BEGIN Data in this exercise

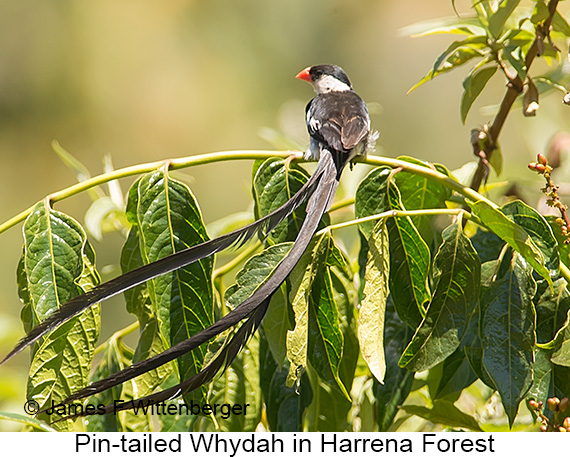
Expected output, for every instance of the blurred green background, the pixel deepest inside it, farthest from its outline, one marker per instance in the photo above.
(146, 80)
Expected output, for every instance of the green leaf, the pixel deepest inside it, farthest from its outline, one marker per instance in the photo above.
(473, 85)
(397, 381)
(328, 412)
(538, 229)
(499, 18)
(445, 413)
(552, 306)
(514, 235)
(27, 420)
(508, 332)
(487, 244)
(117, 356)
(284, 406)
(456, 275)
(239, 385)
(457, 54)
(276, 324)
(418, 192)
(541, 376)
(275, 182)
(139, 303)
(169, 220)
(456, 375)
(409, 265)
(559, 24)
(371, 197)
(516, 58)
(325, 339)
(57, 264)
(301, 279)
(255, 272)
(373, 306)
(561, 354)
(454, 24)
(540, 12)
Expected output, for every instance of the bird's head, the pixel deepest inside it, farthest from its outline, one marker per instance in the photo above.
(326, 78)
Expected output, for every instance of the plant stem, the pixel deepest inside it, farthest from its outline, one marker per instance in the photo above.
(398, 213)
(223, 156)
(514, 88)
(134, 170)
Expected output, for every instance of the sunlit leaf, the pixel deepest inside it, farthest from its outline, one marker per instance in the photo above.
(169, 220)
(514, 235)
(445, 413)
(473, 85)
(409, 265)
(397, 381)
(456, 275)
(508, 332)
(458, 53)
(275, 182)
(373, 306)
(499, 18)
(371, 197)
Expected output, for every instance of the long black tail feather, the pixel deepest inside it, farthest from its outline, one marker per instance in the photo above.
(222, 361)
(318, 203)
(166, 265)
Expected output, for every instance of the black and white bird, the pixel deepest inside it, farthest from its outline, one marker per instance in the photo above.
(339, 128)
(337, 118)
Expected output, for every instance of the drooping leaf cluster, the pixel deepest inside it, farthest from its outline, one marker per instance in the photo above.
(427, 303)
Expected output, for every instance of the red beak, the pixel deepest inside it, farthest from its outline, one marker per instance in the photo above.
(305, 75)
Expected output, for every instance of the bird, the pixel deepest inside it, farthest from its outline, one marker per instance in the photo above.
(338, 124)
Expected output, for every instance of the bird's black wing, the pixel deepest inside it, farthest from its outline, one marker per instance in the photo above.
(338, 120)
(253, 308)
(164, 265)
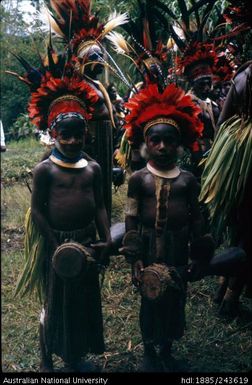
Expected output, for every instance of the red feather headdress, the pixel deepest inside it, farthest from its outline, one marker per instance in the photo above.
(56, 88)
(68, 94)
(171, 104)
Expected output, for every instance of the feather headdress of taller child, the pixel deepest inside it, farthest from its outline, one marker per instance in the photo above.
(171, 104)
(73, 21)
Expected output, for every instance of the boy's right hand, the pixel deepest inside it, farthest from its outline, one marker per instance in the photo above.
(136, 271)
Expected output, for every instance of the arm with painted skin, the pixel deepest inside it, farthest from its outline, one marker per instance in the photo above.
(202, 245)
(133, 248)
(39, 201)
(101, 218)
(196, 218)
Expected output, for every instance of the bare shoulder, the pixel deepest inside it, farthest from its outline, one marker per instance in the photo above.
(43, 167)
(188, 176)
(139, 175)
(94, 167)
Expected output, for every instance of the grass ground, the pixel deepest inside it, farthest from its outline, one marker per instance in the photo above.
(210, 343)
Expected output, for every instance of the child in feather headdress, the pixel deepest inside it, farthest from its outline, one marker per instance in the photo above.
(162, 211)
(67, 208)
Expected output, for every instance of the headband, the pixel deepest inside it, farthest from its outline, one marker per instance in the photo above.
(160, 120)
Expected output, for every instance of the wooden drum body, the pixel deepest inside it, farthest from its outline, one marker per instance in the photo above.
(156, 279)
(69, 260)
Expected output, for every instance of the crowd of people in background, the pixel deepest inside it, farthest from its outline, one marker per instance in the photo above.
(189, 89)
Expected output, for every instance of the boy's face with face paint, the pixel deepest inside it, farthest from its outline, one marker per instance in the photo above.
(70, 137)
(162, 141)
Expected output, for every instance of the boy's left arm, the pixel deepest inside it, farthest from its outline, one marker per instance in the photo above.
(101, 219)
(197, 221)
(202, 245)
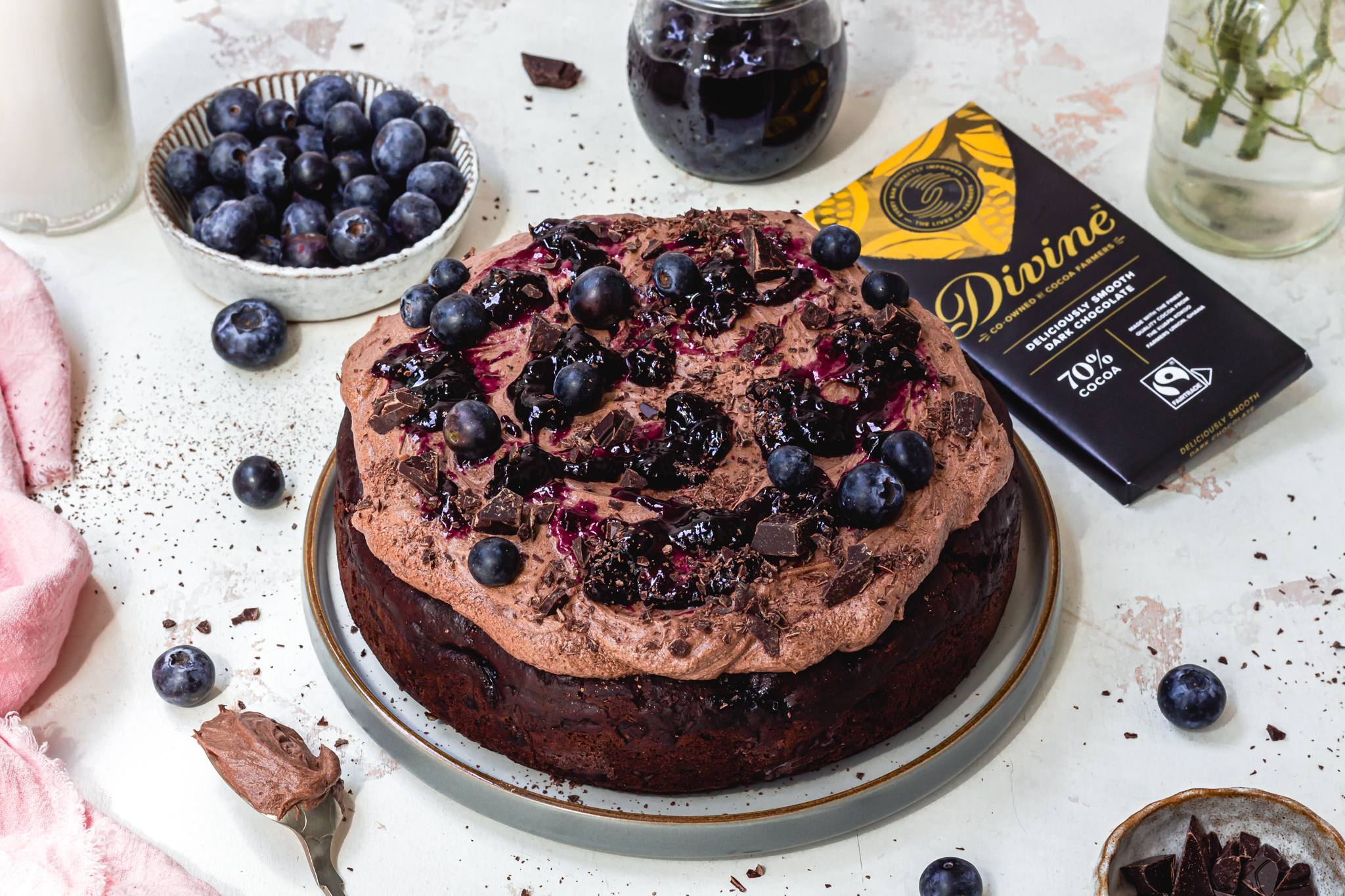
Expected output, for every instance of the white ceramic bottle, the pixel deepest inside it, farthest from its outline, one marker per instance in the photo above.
(68, 159)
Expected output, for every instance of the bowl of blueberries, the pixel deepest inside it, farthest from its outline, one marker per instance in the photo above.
(322, 192)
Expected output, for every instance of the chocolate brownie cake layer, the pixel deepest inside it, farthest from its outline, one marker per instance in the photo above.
(653, 734)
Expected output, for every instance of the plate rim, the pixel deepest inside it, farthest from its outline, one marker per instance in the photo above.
(1044, 625)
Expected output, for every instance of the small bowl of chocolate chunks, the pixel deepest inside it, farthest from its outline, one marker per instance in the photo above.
(1231, 842)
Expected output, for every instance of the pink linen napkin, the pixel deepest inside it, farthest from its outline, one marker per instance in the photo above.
(55, 844)
(43, 562)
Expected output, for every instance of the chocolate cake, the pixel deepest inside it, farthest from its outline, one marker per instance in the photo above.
(677, 621)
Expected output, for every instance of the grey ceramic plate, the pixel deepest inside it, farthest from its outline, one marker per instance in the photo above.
(748, 820)
(1160, 829)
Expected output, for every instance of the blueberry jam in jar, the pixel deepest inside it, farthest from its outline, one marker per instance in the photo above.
(736, 89)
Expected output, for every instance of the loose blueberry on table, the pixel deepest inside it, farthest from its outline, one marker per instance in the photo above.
(494, 562)
(259, 481)
(1192, 698)
(320, 154)
(950, 878)
(183, 676)
(249, 333)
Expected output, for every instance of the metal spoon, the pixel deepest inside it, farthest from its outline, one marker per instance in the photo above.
(315, 832)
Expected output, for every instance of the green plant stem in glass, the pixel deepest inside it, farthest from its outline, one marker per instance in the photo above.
(1248, 151)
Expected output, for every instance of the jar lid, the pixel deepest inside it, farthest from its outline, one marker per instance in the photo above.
(744, 7)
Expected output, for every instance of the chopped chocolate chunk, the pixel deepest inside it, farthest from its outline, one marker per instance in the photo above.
(632, 480)
(767, 634)
(550, 73)
(1193, 874)
(468, 503)
(782, 535)
(1262, 872)
(544, 336)
(898, 324)
(854, 576)
(393, 410)
(500, 513)
(814, 316)
(764, 259)
(617, 427)
(422, 472)
(249, 614)
(966, 414)
(1298, 882)
(1152, 876)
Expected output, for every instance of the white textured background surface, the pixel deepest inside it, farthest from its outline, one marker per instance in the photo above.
(160, 423)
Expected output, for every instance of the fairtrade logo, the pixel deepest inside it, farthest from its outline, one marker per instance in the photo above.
(931, 195)
(1176, 383)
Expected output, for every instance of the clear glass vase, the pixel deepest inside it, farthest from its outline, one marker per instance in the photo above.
(1248, 150)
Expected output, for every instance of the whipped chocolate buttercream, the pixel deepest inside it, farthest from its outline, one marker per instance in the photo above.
(785, 621)
(268, 763)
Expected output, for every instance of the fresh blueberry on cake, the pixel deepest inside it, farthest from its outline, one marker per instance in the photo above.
(673, 504)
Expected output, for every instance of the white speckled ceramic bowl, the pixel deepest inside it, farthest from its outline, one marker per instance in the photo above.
(300, 293)
(1160, 829)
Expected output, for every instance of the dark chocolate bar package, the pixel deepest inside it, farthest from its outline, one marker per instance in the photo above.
(1106, 343)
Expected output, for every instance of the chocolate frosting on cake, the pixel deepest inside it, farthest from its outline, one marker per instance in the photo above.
(268, 763)
(839, 597)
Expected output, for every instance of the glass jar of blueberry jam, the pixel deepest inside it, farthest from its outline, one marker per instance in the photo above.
(736, 89)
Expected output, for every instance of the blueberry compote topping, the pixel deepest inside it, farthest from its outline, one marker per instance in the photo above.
(440, 377)
(572, 241)
(512, 295)
(535, 405)
(689, 555)
(695, 437)
(653, 363)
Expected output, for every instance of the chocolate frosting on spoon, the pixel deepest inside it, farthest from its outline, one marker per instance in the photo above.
(268, 763)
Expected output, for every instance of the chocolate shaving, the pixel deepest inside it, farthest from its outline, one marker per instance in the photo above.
(853, 578)
(544, 336)
(632, 480)
(500, 513)
(250, 614)
(764, 259)
(615, 427)
(782, 535)
(896, 323)
(422, 472)
(393, 410)
(797, 284)
(550, 73)
(966, 414)
(767, 634)
(814, 316)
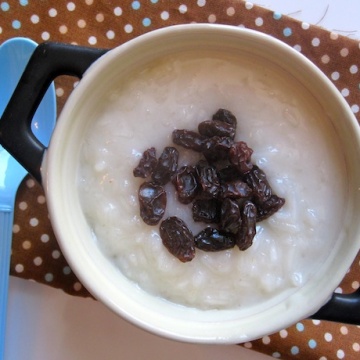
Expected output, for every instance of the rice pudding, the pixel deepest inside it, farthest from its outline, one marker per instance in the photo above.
(293, 143)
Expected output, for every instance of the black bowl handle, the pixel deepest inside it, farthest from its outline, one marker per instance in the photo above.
(48, 61)
(54, 59)
(344, 308)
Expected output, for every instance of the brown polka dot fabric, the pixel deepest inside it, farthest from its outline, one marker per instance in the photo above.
(109, 23)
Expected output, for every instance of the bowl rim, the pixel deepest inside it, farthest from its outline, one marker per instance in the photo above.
(230, 331)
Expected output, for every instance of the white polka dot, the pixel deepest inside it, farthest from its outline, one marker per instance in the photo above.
(45, 36)
(164, 15)
(44, 238)
(77, 286)
(63, 29)
(92, 40)
(52, 12)
(37, 261)
(110, 34)
(71, 6)
(118, 11)
(212, 18)
(99, 17)
(182, 9)
(41, 198)
(19, 268)
(355, 108)
(81, 23)
(49, 277)
(325, 59)
(34, 222)
(315, 42)
(128, 28)
(26, 245)
(340, 354)
(30, 183)
(59, 92)
(335, 75)
(34, 19)
(23, 205)
(353, 69)
(56, 254)
(328, 337)
(344, 52)
(230, 11)
(345, 92)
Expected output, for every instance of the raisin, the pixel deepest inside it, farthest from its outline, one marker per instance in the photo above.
(256, 179)
(230, 216)
(229, 173)
(240, 156)
(177, 238)
(207, 211)
(166, 166)
(235, 189)
(211, 128)
(247, 232)
(146, 164)
(188, 139)
(186, 185)
(269, 207)
(208, 180)
(211, 239)
(225, 116)
(152, 199)
(217, 148)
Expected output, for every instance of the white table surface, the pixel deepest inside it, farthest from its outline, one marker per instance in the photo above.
(47, 324)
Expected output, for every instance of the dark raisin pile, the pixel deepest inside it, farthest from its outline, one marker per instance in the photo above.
(227, 191)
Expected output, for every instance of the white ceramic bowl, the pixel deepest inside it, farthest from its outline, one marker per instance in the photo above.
(103, 279)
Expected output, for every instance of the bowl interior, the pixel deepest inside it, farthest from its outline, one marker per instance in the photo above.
(80, 245)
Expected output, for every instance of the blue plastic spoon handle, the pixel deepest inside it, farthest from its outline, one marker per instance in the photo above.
(49, 61)
(53, 59)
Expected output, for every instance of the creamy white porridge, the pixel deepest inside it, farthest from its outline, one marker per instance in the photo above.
(292, 141)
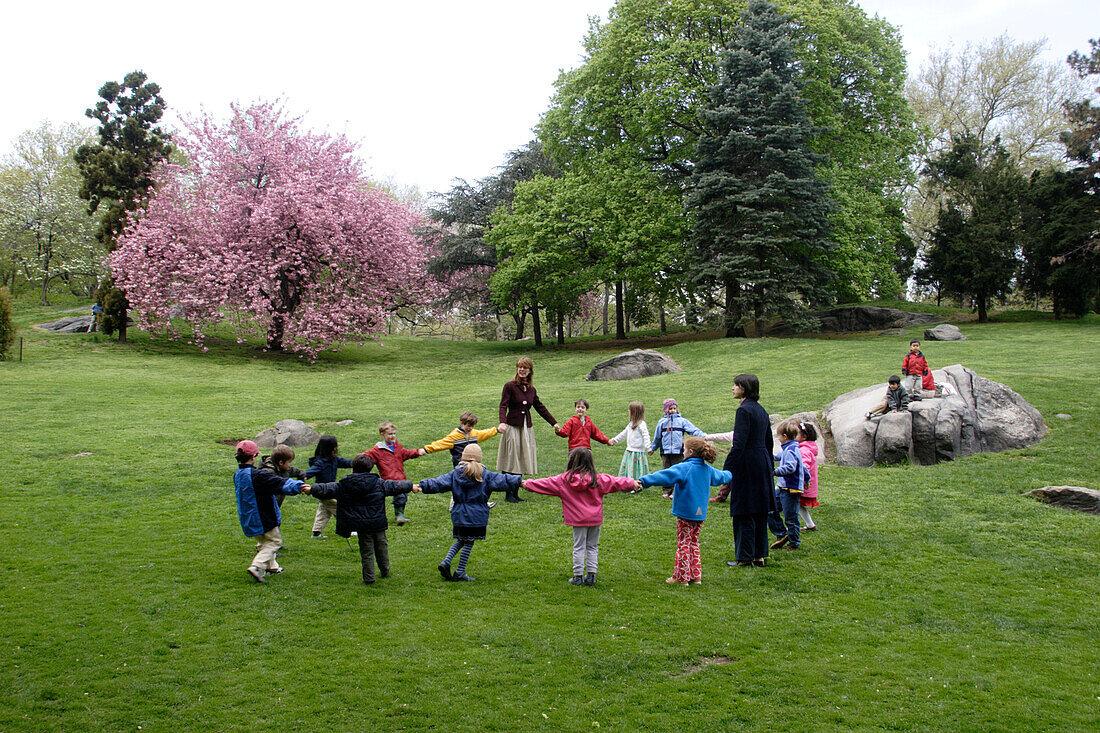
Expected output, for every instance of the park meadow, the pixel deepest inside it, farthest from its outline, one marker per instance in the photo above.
(932, 598)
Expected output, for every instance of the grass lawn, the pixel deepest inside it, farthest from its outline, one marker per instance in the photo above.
(933, 598)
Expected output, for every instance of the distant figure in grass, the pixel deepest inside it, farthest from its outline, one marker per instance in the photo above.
(669, 436)
(635, 462)
(518, 452)
(389, 456)
(807, 448)
(582, 492)
(470, 484)
(361, 511)
(259, 512)
(323, 467)
(460, 437)
(894, 401)
(751, 495)
(691, 481)
(792, 481)
(914, 368)
(580, 429)
(281, 462)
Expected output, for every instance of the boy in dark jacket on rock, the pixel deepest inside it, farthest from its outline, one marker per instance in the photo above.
(361, 507)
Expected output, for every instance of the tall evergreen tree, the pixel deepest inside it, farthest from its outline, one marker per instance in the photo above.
(974, 244)
(118, 170)
(760, 209)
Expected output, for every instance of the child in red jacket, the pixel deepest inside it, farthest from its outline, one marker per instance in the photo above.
(580, 429)
(389, 456)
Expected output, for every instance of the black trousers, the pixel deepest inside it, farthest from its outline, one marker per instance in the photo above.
(750, 536)
(373, 546)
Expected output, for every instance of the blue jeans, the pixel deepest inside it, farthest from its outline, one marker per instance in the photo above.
(788, 502)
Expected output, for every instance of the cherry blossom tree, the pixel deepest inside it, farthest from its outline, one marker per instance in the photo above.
(275, 231)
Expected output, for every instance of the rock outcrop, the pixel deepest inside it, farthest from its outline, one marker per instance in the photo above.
(979, 416)
(287, 433)
(631, 365)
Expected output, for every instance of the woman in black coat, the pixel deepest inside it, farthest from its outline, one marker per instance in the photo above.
(752, 491)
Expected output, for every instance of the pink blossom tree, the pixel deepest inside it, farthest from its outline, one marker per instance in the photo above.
(275, 231)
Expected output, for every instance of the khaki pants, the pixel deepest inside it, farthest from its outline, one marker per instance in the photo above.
(326, 510)
(268, 542)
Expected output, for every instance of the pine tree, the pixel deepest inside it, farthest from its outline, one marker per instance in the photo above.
(118, 171)
(760, 208)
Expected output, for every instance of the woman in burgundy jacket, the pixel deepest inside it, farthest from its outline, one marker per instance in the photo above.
(517, 452)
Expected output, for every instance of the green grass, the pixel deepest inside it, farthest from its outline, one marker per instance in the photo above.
(933, 598)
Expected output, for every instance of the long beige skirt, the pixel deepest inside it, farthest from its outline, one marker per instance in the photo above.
(517, 452)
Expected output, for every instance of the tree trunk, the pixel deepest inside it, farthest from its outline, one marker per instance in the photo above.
(537, 325)
(607, 297)
(619, 315)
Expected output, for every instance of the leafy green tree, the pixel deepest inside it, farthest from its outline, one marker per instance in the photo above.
(118, 170)
(647, 74)
(761, 211)
(1062, 260)
(44, 223)
(972, 249)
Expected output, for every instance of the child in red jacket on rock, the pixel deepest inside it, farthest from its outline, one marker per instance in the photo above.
(389, 456)
(580, 429)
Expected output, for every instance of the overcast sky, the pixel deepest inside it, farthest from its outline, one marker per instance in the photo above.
(433, 90)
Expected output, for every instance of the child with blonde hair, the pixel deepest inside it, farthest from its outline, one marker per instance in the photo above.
(470, 484)
(691, 481)
(582, 493)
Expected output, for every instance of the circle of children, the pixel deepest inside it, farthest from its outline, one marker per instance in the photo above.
(358, 500)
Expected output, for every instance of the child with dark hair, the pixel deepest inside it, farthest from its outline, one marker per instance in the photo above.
(582, 493)
(895, 398)
(259, 513)
(807, 447)
(361, 510)
(323, 467)
(470, 484)
(460, 437)
(691, 481)
(580, 429)
(389, 456)
(789, 488)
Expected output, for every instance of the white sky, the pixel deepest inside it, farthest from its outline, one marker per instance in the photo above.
(432, 89)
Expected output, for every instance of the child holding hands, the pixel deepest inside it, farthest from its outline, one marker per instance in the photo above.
(582, 493)
(691, 481)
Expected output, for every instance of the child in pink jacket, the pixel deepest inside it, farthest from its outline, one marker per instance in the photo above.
(582, 492)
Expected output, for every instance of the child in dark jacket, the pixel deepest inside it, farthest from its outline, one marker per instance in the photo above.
(259, 513)
(323, 467)
(470, 485)
(361, 509)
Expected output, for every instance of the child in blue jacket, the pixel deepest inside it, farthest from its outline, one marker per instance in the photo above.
(669, 436)
(691, 481)
(792, 476)
(259, 512)
(470, 485)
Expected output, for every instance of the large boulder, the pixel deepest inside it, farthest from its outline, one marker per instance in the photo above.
(975, 415)
(859, 318)
(1076, 498)
(633, 364)
(944, 332)
(287, 433)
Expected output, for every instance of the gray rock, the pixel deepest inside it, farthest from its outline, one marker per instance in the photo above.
(979, 416)
(944, 332)
(859, 318)
(1074, 498)
(287, 433)
(633, 364)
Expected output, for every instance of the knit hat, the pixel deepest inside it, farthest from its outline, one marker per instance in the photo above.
(248, 448)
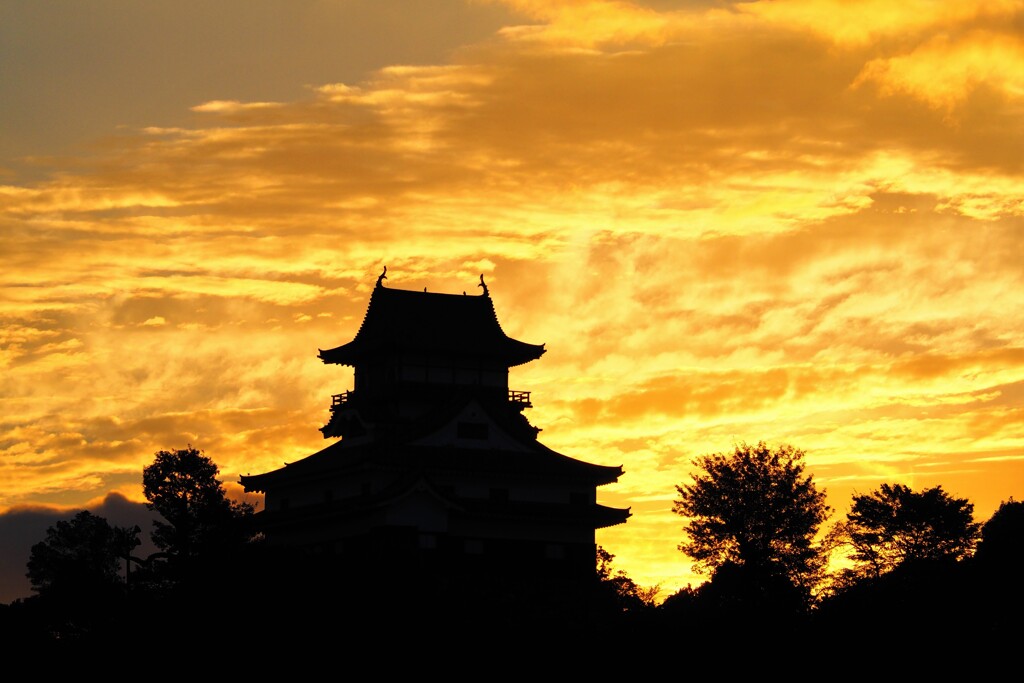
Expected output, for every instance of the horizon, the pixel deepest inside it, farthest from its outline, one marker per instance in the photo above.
(797, 222)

END Data in this exercise

Task statement.
Take the line that contains "Expected output, for every instance of the circle" and every line after it to the end of the records above; quote them exactly, leaving out the pictures.

Written answer.
Expected output, for every instance of the circle of children, the pixel deepest inside it, farthest from its outline, one marker per instance in the photo above.
(358, 500)
Expected output, for every instance of the child with dark hair, the pixel deepest inside it, farthest from its outline, one marker per instance in the photo above.
(582, 493)
(895, 398)
(259, 513)
(807, 447)
(361, 510)
(323, 467)
(470, 484)
(460, 437)
(691, 481)
(580, 429)
(389, 456)
(789, 488)
Expected output, for every instance of the white sky, the pixel deepest inside it, farthest from its outline, one marker per instance in the photo above.
(432, 89)
Expected output, for every instance of the child holding hands, the pixel deepest inside it, farthest from its outline, one marker per instance in the photo above.
(582, 493)
(691, 481)
Expected output, for every instance of the child in pink jacket, the pixel deepest inside it, farthest from its outline, one marker per instance in the photo above.
(582, 492)
Expected output, for every instance of the child in dark jacket, the pixel deepest inside it, farthest from its outline, one marker per instance in the photo above.
(259, 513)
(323, 467)
(470, 485)
(361, 509)
Expected output, for every instance of the child in blue jacket, the pixel deepest inside it, farthest from its outline, one marker per instance in the photo above.
(669, 436)
(691, 481)
(792, 476)
(259, 512)
(470, 485)
Expected output, for every instance of the large boulder, the pixel deepest inside it, farthest from its outline, one marker per instance in the photo above.
(975, 415)
(859, 318)
(1076, 498)
(633, 364)
(944, 332)
(287, 433)
Expected output, for every instance of the gray rock, the pixel deepest inside it, farthest from its outline, one marker per instance in the photo above.
(979, 416)
(944, 332)
(859, 318)
(1074, 498)
(287, 433)
(633, 364)
Expected output, for every instance of the knit hat, the pixel deepest inside it, farthest from its outline, one marker per instance in the photo above.
(248, 448)
Expected output, for every instance of the horizon, the pixel deepest inside it, farthest from its outline, one marker per instance in the photo above.
(797, 222)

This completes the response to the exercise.